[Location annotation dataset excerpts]
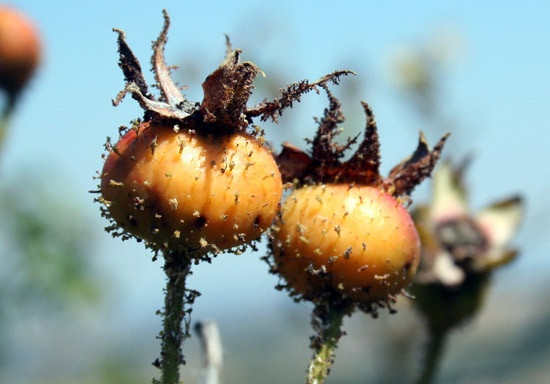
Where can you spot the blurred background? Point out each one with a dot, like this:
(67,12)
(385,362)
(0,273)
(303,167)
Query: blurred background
(79,306)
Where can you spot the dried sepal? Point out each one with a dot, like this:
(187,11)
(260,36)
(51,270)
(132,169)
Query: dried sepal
(325,165)
(273,109)
(367,157)
(410,172)
(169,91)
(130,65)
(227,90)
(293,162)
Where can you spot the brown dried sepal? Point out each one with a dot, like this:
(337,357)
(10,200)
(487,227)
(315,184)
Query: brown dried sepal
(226,90)
(324,165)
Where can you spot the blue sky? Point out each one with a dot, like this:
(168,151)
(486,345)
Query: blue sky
(498,89)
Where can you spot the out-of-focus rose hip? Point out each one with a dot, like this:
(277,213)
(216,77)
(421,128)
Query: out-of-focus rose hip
(20,49)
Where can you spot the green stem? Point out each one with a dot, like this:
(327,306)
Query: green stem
(176,316)
(327,321)
(5,119)
(434,354)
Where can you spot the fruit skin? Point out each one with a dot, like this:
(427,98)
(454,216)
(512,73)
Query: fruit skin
(20,49)
(357,240)
(181,190)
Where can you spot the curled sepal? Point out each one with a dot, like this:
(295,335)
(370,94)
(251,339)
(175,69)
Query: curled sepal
(406,175)
(172,104)
(227,90)
(170,92)
(273,109)
(293,162)
(367,157)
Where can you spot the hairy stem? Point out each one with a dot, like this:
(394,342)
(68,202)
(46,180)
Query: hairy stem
(176,317)
(327,321)
(434,353)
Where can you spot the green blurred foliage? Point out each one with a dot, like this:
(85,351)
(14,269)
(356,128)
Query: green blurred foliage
(45,250)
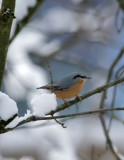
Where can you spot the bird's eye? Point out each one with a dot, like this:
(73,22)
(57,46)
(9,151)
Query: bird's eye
(76,76)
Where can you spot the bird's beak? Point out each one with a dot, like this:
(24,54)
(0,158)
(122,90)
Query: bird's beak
(88,77)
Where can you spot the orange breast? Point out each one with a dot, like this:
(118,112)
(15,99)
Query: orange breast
(71,91)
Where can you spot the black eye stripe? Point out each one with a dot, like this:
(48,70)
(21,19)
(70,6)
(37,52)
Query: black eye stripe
(79,76)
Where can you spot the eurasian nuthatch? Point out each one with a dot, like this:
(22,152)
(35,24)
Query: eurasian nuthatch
(68,86)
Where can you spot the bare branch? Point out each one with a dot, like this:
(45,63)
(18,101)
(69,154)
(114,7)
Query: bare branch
(6,19)
(50,73)
(33,118)
(86,95)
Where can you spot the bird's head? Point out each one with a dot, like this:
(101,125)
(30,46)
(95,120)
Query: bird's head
(79,75)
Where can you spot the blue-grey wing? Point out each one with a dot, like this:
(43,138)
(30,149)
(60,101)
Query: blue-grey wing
(64,83)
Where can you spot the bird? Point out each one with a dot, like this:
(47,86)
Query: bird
(67,87)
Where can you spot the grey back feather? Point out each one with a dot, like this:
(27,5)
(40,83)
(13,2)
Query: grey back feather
(63,83)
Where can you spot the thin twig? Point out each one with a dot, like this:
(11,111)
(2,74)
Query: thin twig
(118,75)
(86,95)
(50,73)
(33,118)
(62,124)
(109,142)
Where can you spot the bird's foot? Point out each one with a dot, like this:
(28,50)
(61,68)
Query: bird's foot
(66,103)
(80,99)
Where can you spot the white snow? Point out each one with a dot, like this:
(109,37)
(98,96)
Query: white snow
(19,119)
(8,107)
(43,103)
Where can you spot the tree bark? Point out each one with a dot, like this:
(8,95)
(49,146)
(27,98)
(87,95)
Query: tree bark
(6,19)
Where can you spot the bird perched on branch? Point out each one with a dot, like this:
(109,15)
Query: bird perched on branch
(68,86)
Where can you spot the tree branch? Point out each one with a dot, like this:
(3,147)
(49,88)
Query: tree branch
(33,118)
(6,19)
(63,106)
(86,95)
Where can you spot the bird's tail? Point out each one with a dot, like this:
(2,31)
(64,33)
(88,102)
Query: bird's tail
(43,87)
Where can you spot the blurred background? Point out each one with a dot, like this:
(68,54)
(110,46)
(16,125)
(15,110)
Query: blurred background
(75,36)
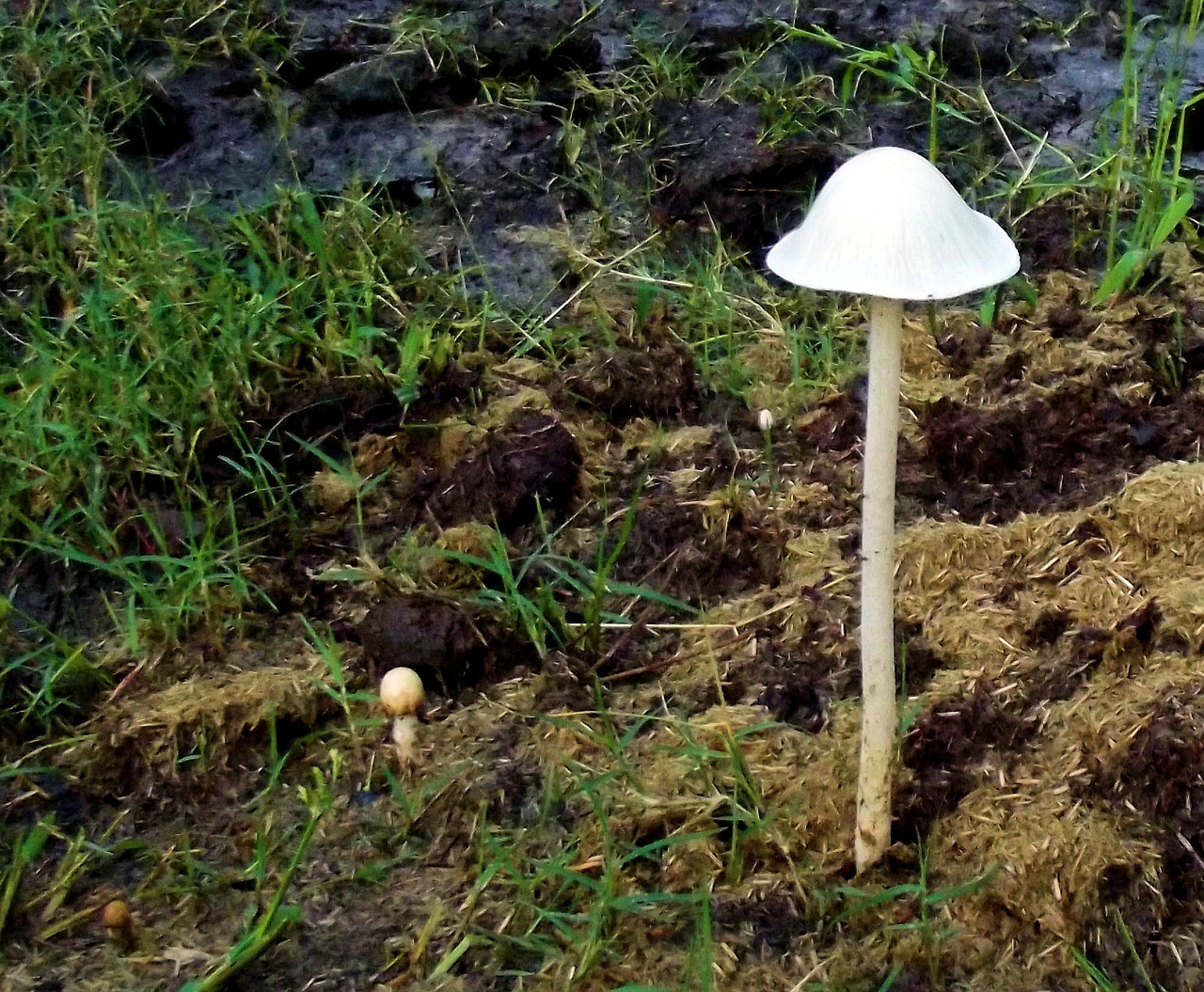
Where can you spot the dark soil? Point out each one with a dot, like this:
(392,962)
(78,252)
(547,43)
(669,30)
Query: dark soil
(1048,548)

# [The problem]
Reproduce all of the data above line for line, leaving out the pictures.

# [Exercise solution]
Where can you spot the blurred background? Point out each one with a dot, like this:
(67,12)
(385,362)
(0,273)
(303,167)
Query: blurred background
(79,306)
Where can you spot the dried sepal? Point out each one with a dot, like this:
(187,11)
(260,36)
(51,270)
(132,169)
Query: dried sepal
(325,165)
(273,109)
(367,157)
(410,172)
(169,91)
(130,65)
(227,90)
(293,162)
Where can you spot the brown dried sepal? Point out each one with a dot, like this:
(337,357)
(10,200)
(487,227)
(315,184)
Query: brown dried sepal
(226,90)
(324,165)
Where can you spot the blue sky? Point out each one with a dot, like this:
(168,151)
(486,345)
Query: blue sky
(498,89)
Where can you spot the out-of-focus rose hip? Point out each one with a dot, like this:
(277,213)
(216,77)
(421,128)
Query: out-of-focus rose hip
(20,49)
Where can you spot the green stem? Point out each one with a dot, like this:
(327,306)
Query: green stem
(176,316)
(327,321)
(5,119)
(434,354)
Where can you spot the fruit skin? Point out each one with a dot, like this:
(427,98)
(454,216)
(512,73)
Query: fruit skin
(20,49)
(357,240)
(181,190)
Where can you spot the curled sepal? Point out each one with a dot, like this:
(295,335)
(370,94)
(251,339)
(175,69)
Query: curled sepal
(406,175)
(172,104)
(227,90)
(170,92)
(273,109)
(293,162)
(367,157)
Where can you spot the hairy stem? Point out each one with a dot, like this:
(394,342)
(68,202)
(46,180)
Query: hairy stem
(176,317)
(327,321)
(434,353)
Where can you spot the green blurred foliage? Point out each one with a dot, like this:
(85,351)
(14,269)
(356,128)
Query: green blurred foliage
(45,250)
Where can you spot the bird's eye? Point out each one with a dot, like this:
(73,22)
(57,46)
(9,151)
Query: bird's eye
(76,76)
Where can you spot the bird's beak? Point out each one with a dot, like this:
(24,54)
(0,158)
(122,90)
Query: bird's beak
(88,77)
Where can you spot the orange breast? Point out each one with a dot, like this:
(118,112)
(15,99)
Query: orange breast
(71,91)
Where can you spot the black eye stripe? Point out each one with a dot, like this:
(48,70)
(21,19)
(70,6)
(37,52)
Query: black eye stripe
(79,76)
Where can you spot the eurasian nuthatch? Point out each one with a dot, like this:
(22,152)
(35,24)
Query: eurasian nuthatch
(68,86)
Where can you spot the bare branch? Point out each one with a dot, like this:
(45,63)
(18,101)
(69,154)
(114,7)
Query: bare branch
(6,19)
(50,73)
(33,118)
(86,95)
Where can you spot the bird's head? Point out each one with a dot, like this:
(101,125)
(30,46)
(95,120)
Query: bird's head
(79,75)
Where can you spot the blue-grey wing? Point out each one with a dot, like this:
(43,138)
(30,149)
(60,101)
Query: blue-grey wing
(64,83)
Where can you spot the bird? Point out each one with a dot, like this:
(47,86)
Query: bird
(67,87)
Where can you spot the grey back feather? Point out each one with a dot, like this:
(27,5)
(40,83)
(13,2)
Query: grey back feather
(63,83)
Where can you spot the thin twig? Point out each one with a dot, like this:
(11,111)
(2,74)
Query: thin twig
(118,75)
(86,95)
(50,73)
(33,118)
(62,124)
(109,142)
Where can you spot the bird's foot? Point out each one with a dot, like this:
(28,50)
(61,68)
Query: bird's foot
(66,103)
(80,99)
Where can you spot the white snow? Point out each one with a dot, like this:
(109,37)
(98,96)
Query: white snow
(19,119)
(8,107)
(43,103)
Where can you spot the tree bark? Point out each one with a dot, like this:
(8,95)
(49,146)
(27,98)
(87,95)
Query: tree bark
(6,19)
Where can you spot the bird perched on branch? Point out each one with a dot, like this:
(109,15)
Query: bird perched on branch
(68,86)
Where can you spot the tree branch? Point out each one with a dot, like this:
(3,147)
(49,88)
Query: tree branch
(33,118)
(6,19)
(63,106)
(86,95)
Where can you spot the bird's tail? Point out each one with a dot, like this:
(2,31)
(64,33)
(88,102)
Query: bird's tail
(43,87)
Where can you spot the blurred background? Point out each one with a dot, like this:
(68,54)
(110,46)
(16,125)
(15,110)
Query: blurred background
(75,36)
Where can you spot the dark soil? Point out each one with a dot, like this:
(392,962)
(78,252)
(547,43)
(669,30)
Query: dark soil
(1048,548)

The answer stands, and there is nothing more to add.